Abd Al Malik - Scarifications (Pias)
Abd Al Malik est l'artiste de tous les paradoxes.
Accumulant depuis plusieurs années un palmarès de récompenses assez
impressionnant, le poète est "lyricalement un stremon" aussi
bien capable de citer dans la même phrase Balavoine, Opération Dragon,
Amy Winehouse et Albert Camus que d'écrire et réaliser son
propre film, ou bien d'admirer Brel, Darc, Téléphone et Radiohead
tout en rêvant en secret de bosser en studio avec Quincy Jones et
l'équipe de Thriller du King Of Pop Michael Jackson.
Originaire de Strasbourg, le rappeur éclectique fan de Malcolm
X, Gil Scott Heron et The Last Poets dépoussière et rafraîchit l'image d'un hip-hop français souvent
sclérosé et décérébré, en y injectant avec son slam fracassant des textes
sophistiqués, parfois engagés et toujours raffinés.
La complicité liant le pâpe de la techno française au rappeur est
d'emblée frappante, avec Bilal (frère et partenaire de studio
du slameur philosophe), ils forment un combo incisif et redoutable. Les
ambiances de Scarifications sont parfois sombres et pesantes voire
inquiétantes, l'artiste y fait son introspection et nous raconte son adolescence
de dealer et de voleur à la tir, marquée au fer rouge par la violence de
son quartier de Neuhof et la mort de ses amis victimes
d'overdose. Ce disque très personnel est la confidence urgente, rageuse et
fascinante d'un homme conscient de ses failles; mais renforcé par ses
erreurs il se dresse fièrement dans "ce monde qui est une
tombe". Le slam d'Abd Al Malik y laisse sa peau au profit d'un rap
underground pressant et tranchant.

> _CONSIGNES_:
A) D'après la critique de Scarifications, répondez brièvement :
(i) De quelle ville le rappeur est-il originaire ?
(ii) Quel est le nom de son quartier ?
(iii) Quels liens unissent Bilal au slameur ?
B) Recopiez à l'identique tout ce qui, dans la critique, va de « Abd Al Malik - Scarifications » jusqu'à « Pop Michael Jackson. ».
Appuyez-vous uniquement sur la critique pour répondre.

[Extraits d'un jeu de données d'annotation par points]
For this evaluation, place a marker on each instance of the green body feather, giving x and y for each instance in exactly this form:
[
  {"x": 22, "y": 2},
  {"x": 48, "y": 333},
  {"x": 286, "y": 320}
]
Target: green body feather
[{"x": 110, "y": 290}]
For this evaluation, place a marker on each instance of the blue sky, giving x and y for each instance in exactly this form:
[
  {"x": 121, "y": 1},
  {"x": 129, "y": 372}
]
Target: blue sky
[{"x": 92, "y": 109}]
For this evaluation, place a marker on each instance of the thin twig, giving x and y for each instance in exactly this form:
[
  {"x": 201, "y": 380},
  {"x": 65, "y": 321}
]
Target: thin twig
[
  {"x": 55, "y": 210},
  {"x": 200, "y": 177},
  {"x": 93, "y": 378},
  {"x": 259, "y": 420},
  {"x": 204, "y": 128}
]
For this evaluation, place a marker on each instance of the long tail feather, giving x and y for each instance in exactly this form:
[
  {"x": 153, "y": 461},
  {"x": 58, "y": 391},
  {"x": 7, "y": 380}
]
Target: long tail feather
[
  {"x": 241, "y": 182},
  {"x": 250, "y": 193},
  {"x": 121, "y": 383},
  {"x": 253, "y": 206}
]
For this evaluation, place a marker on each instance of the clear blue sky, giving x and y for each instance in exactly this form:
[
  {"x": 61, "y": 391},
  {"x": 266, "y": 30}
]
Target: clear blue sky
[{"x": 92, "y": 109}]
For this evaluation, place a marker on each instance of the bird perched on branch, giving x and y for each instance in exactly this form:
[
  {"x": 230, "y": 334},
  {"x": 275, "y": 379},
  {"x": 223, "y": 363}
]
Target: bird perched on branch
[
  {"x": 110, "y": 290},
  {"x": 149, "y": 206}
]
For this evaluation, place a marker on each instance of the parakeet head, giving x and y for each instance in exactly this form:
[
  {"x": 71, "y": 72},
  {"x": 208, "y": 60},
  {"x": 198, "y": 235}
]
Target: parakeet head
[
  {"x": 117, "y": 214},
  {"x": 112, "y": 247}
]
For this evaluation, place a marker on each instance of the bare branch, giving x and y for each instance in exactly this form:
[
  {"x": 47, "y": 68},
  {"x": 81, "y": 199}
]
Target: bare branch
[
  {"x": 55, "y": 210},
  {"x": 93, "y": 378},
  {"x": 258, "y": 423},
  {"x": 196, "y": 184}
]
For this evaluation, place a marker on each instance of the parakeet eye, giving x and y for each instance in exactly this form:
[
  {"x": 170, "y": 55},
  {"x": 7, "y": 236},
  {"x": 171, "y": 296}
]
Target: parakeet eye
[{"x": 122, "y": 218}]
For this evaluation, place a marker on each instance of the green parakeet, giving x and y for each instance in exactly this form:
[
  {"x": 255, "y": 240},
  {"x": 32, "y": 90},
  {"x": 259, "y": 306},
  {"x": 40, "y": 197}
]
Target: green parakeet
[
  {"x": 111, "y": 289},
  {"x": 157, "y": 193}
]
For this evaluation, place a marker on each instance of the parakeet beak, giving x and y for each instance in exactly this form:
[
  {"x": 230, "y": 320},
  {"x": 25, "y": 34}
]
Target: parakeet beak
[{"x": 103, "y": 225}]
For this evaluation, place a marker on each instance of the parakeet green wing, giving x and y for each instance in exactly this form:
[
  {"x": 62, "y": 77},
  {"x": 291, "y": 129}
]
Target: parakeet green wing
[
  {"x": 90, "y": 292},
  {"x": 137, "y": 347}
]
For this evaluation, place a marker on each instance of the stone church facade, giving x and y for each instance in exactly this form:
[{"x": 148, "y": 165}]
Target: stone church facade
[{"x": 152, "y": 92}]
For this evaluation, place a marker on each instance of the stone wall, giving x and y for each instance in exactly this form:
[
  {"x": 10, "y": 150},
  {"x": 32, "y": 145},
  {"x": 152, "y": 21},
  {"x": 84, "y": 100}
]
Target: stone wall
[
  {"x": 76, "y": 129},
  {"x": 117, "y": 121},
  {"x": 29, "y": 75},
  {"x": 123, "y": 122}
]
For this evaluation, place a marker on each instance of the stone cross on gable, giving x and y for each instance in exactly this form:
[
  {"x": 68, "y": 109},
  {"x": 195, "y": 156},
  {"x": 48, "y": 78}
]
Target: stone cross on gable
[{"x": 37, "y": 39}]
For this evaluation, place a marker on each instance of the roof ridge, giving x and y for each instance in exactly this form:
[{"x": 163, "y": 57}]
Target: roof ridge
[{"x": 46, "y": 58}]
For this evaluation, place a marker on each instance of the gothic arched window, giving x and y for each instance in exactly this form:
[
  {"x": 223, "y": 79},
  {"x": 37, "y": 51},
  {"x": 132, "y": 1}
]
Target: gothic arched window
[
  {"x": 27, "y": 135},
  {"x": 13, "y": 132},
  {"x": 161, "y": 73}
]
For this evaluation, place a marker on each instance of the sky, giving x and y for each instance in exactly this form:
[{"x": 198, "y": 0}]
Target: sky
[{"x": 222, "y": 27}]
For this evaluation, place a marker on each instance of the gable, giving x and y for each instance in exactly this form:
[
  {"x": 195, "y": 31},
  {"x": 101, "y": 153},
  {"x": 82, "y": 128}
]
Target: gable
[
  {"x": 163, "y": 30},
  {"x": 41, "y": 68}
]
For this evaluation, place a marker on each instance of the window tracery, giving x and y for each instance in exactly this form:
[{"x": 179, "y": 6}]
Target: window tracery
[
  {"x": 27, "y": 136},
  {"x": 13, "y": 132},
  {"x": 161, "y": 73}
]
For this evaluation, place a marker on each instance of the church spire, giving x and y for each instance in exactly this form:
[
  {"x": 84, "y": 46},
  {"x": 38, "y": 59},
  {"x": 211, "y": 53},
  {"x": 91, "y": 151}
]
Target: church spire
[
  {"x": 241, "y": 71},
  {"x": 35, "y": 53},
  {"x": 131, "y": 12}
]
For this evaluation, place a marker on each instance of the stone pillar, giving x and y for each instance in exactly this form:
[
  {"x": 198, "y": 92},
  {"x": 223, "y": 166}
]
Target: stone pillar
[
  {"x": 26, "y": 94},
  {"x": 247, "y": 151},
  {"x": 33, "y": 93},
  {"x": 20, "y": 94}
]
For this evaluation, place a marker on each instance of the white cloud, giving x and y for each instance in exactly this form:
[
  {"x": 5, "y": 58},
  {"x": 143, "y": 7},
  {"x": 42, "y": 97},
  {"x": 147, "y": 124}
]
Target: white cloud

> _RÉPONSES PAR CONSIGNE_:
A)
(i) Strasbourg.
(ii) Neuhof.
(iii) Il est son frère et son partenaire de studio.

B)
Abd Al Malik - Scarifications (Pias)
Abd Al Malik est l'artiste de tous les paradoxes.
Accumulant depuis plusieurs années un palmarès de récompenses assez
impressionnant, le poète est "lyricalement un stremon" aussi
bien capable de citer dans la même phrase Balavoine, Opération Dragon,
Amy Winehouse et Albert Camus que d'écrire et réaliser son
propre film, ou bien d'admirer Brel, Darc, Téléphone et Radiohead
tout en rêvant en secret de bosser en studio avec Quincy Jones et
l'équipe de Thriller du King Of Pop Michael Jackson.